# ИЗВЛЕЧЁННЫЙ ТЕКСТ
# # # # #
В Италии все критики Муссолини были задавлены, популярность его была высока как никогда. За пределами страны им восхищались: за успешное подавление коммунизма, наведение порядка в промышленности и установление добрососедских отношений с Ватиканом. Фашизм был штукой грубоватой, но действенной. Муссолини был тем, кого в политических кругах Европы называли tipo umano, человек, который сделал себя сам и к тому же был ведом судьбой. Как писала британская Daily Mail, дуче, выведя страну из хаоса анархии, «вселил в итальянцев веру». Маргарет Биван, первая женщина на посту лорд-мэра Ливерпуля и активный борец за права детей и матерей, вернувшись после посещения Рима, говорила, что никогда в жизни не встречала человека столь яркого: «Я была до глубины души тронута этой мощной, динамичной, магнетической личностью». Как опытный журналист, Муссолини прекрасно знал силу слов и прекрасно умел этим знанием пользоваться.

Завоевание Эфиопии не могло, однако, произойти без если не поддержки, то по меньшей мере молчаливого попустительства со стороны Франции и Британии. Муссолини считал, что может на него рассчитывать, видя, как мир проглотил оккупацию Японией Маньчжурии, как, впрочем, и отсутствие какой бы то ни было серьезной реакции на его собственное завоевание острова Корфу в 1923 году. У него было подписано соглашение с премьер-министром Франции Пьером Лавалем, подразумевавшее предоставление ему полной свободы действий в Эфиопии (Лаваль позднее утверждал, что имелась в виду лишь свобода действий в области экономики).

С Британией ситуация выглядела более проблематичной. Лондон, как и Париж, хотел достичь компромисса с Италией, как возможным союзником в борьбе с агрессией Германии, и на так называемой Стрезской конференции на берегу озера Лаго-Маджоре в апреле 1935 года британцам показалось, что они сумели заручиться согласием Муссолини на формирование единого фронта. Однако уже в июне Энтони Иден, лорд – хранитель печати и министр по делам Лиги Наций и давний противник Муссолини, совершил очень холодный визит в Рим, который завершился бурной ссорой и лишь укрепил взаимную неприязнь. В Лондон он вернулся, как никогда, укрепившись в своем мнении, что Муссолини «настоящий гангстер». В качестве уступки Иден предложил Муссолини Огаден, населенную сомалийцами территорию на востоке Эфиопии, и земли на эритрейско-суданской границе, на что Муссолини ответил: «Господин Иден, фашистская Италия не занимается коллекционированием пустынь». Как он сказал Ракеле, Иден был «заклятым врагом Италии».
# # # # #
# ПРЕДОСТАВЛЕННЫЕ ДАННЫЕ
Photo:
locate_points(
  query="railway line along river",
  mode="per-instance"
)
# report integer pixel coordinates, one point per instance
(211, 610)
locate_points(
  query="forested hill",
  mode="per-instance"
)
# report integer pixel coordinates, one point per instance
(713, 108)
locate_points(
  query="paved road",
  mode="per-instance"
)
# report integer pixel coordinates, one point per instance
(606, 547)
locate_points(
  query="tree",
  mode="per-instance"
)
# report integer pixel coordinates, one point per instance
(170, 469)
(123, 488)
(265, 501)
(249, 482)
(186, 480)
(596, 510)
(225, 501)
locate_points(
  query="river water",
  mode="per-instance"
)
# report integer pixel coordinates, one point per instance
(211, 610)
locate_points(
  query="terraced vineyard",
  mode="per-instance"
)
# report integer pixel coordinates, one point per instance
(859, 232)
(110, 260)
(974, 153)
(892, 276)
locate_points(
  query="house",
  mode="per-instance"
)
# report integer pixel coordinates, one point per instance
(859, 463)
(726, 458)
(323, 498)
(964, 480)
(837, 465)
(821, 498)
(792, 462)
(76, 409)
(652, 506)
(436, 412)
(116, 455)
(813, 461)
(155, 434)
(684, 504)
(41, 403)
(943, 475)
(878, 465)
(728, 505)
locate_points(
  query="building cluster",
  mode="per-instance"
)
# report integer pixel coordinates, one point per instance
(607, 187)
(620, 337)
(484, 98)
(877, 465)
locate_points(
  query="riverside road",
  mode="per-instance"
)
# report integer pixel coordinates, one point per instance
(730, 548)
# # # # #
Скопируйте из текста о Муссолини без изменений весь фрагмент, начиная со слов «Завоевание Эфиопии не» и вплоть до слов «в области экономики).».

# ПОЛНЫЙ ОТВЕТ
Завоевание Эфиопии не могло, однако, произойти без если не поддержки, то по меньшей мере молчаливого попустительства со стороны Франции и Британии. Муссолини считал, что может на него рассчитывать, видя, как мир проглотил оккупацию Японией Маньчжурии, как, впрочем, и отсутствие какой бы то ни было серьезной реакции на его собственное завоевание острова Корфу в 1923 году. У него было подписано соглашение с премьер-министром Франции Пьером Лавалем, подразумевавшее предоставление ему полной свободы действий в Эфиопии (Лаваль позднее утверждал, что имелась в виду лишь свобода действий в области экономики).